__Opdracht A__:
Beantwoord de volgende vragen met behulp van het brondocument hieronder:
(i) Op welke dag schrijft Sylvia Witteman haar extra bijdrage in De Volkskrant, en in welk katern?
(ii) Welke vier zuilen van het proza behandelt Reve in Zelf Schrijver Worden?
(iii) In welke kerk hield Reve in 1985 de lezingen die in het boek gebundeld zijn?

Tsja, hoe word je zelf een schrijver?

De titelpagina van Gerard Reves ‘zelfschrijfhulpboek’ Zelf Schrijver Worden dat hij op de Paaszondag van 1987 – ongevraagd – van een opdracht voor mij voorzag.

Sylvia Witteman schrijft, naast haar reguliere column op donderdag in De Volkskrant, daarin ook op zaterdag een bijdrage, in het katern Boeken.

Vandaag (10 oktober 2020) heeft Sylvia het over zelfhulpboekjes die er in het grijze verleden verschenen zijn, ‘die kleine, gele boekjes (vandaar dat ze in de volksmond al snel ‘Kanarieboekjes‘ werden genoemd – AD – ) uit de jaren dertig, veertig en vijftig van de vorige eeuw, waaruit je snel en doeltreffend de meest uiteenlopende dingen kon leren.’

Sylvia mijmert wat over die aandoenlijke zelfhulpboekjes die de zoekende medemens op werkelijk elk terrein van raad voorzagen (‘Zoo kunt u karakters doorgronden; Zoo wordt u een goed zweefvlieger; Leer uzelf zwemmen, Hoe u veilig kunt hamsteren; Zoo wordt rooken een genot; Planten kweken zonder aarde, enz., enz.).

En zo drong zich aan Sylvia een ander zelfhulpboek op, van behoorlijk recenter datum (1986): Zelf Schrijver Worden van Gerard Reve. De Grote Volksschrijver behandelt daarin de vier zuilen van het proza die volgens hem in elk geslaagd literair werk terug te vinden zouden moeten zijn, te weten Conceptie, Compositie, Stijl en Woordgebruik.

Sylvia mijmert verder (‘Ik moest denken aan…’ ‘En daardoor moest ik weer denken aan mijn eigen moeder, die…’ ‘En daardoor moest ik weer denken aan De mantel van Gogol…’), maar ik bleef hangen bij die bundeling van lezingen die Reve in 1985 in de Leidse Pieterskerk had gehouden, als gastschrijver van de Leidse Letterenfaculteit.

Als rechtgeaarde (no pun intended) Reve-fan had ik het boekje al aangeschaft. Maar ik zou een tweede exemplaar krijgen en een dat mij oneindig veel dierbaarder zou worden.

__Getoonde gegevens__:

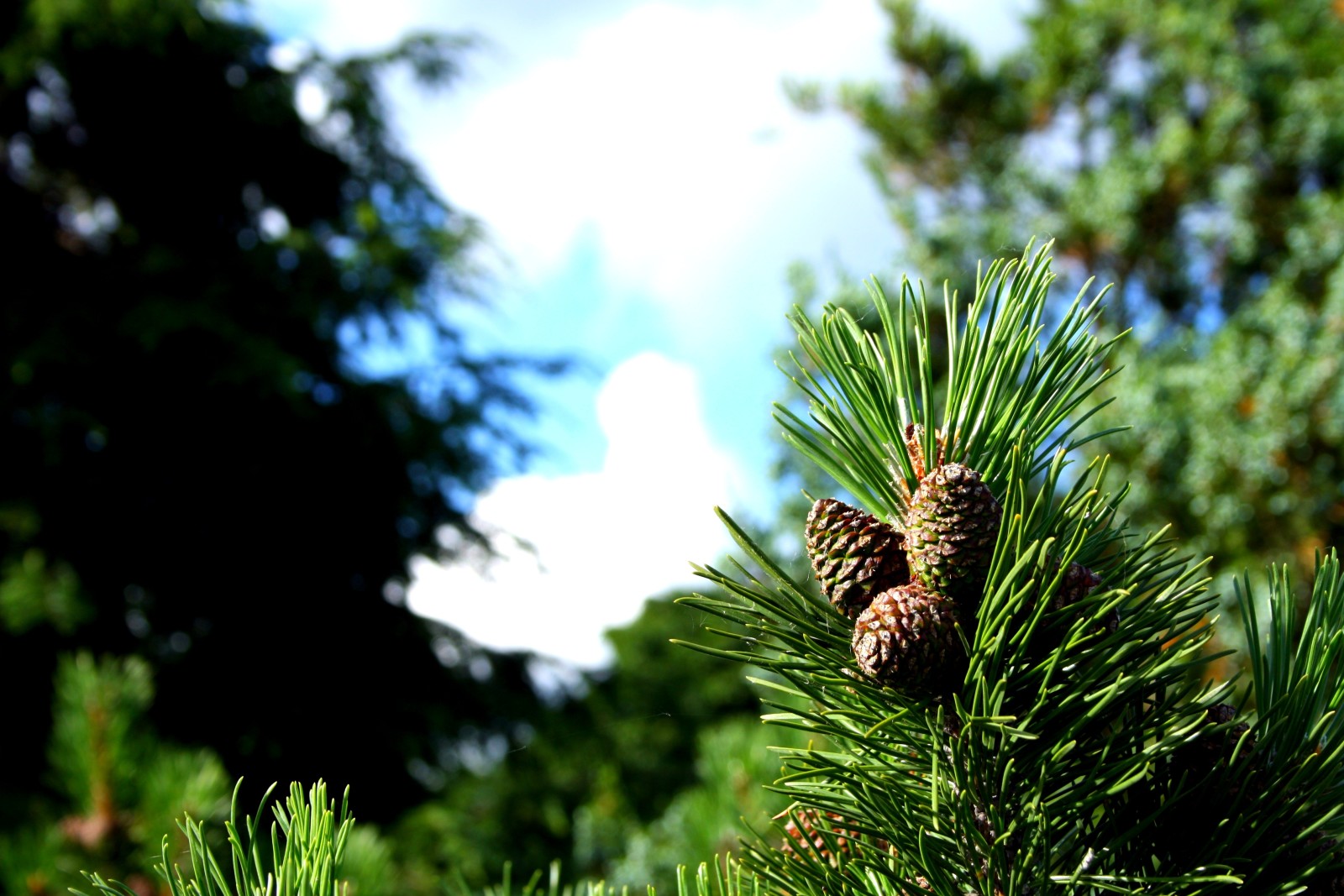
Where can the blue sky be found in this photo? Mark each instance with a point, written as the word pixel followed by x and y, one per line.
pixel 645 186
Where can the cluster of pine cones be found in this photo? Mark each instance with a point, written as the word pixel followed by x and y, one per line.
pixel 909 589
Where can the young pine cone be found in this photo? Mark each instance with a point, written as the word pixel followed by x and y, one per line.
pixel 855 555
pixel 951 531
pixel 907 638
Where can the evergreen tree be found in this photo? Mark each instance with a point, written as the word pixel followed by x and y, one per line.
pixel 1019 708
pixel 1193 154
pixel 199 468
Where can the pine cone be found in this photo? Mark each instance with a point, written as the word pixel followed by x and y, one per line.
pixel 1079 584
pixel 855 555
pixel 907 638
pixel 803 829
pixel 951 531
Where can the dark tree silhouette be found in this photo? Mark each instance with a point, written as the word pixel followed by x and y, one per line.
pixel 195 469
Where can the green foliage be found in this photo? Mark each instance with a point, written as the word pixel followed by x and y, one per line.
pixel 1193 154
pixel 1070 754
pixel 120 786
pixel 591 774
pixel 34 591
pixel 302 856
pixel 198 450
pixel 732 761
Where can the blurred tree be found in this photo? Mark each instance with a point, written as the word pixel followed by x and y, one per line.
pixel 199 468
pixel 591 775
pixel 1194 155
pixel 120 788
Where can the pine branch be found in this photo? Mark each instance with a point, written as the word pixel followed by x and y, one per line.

__Opdracht B__: Neem letterlijk de regels uit de records over, beginnend bij de regel met "Where can the green" en eindigend bij het einde van de records.

__Verwacht antwoord A__:
(i) Op zaterdag, in het katern Boeken.
(ii) Conceptie, Compositie, Stijl en Woordgebruik.
(iii) In de Leidse Pieterskerk.

__Verwacht antwoord B__:
Where can the green foliage be found in this photo? Mark each instance with a point, written as the word pixel followed by x and y, one per line.
pixel 1193 154
pixel 1070 754
pixel 120 786
pixel 591 774
pixel 34 591
pixel 302 856
pixel 198 450
pixel 732 761
Where can the blurred tree be found in this photo? Mark each instance with a point, written as the word pixel followed by x and y, one per line.
pixel 199 468
pixel 591 775
pixel 1194 155
pixel 120 788
Where can the pine branch be found in this photo? Mark each instance with a point, written as the word pixel followed by x and y, one per line.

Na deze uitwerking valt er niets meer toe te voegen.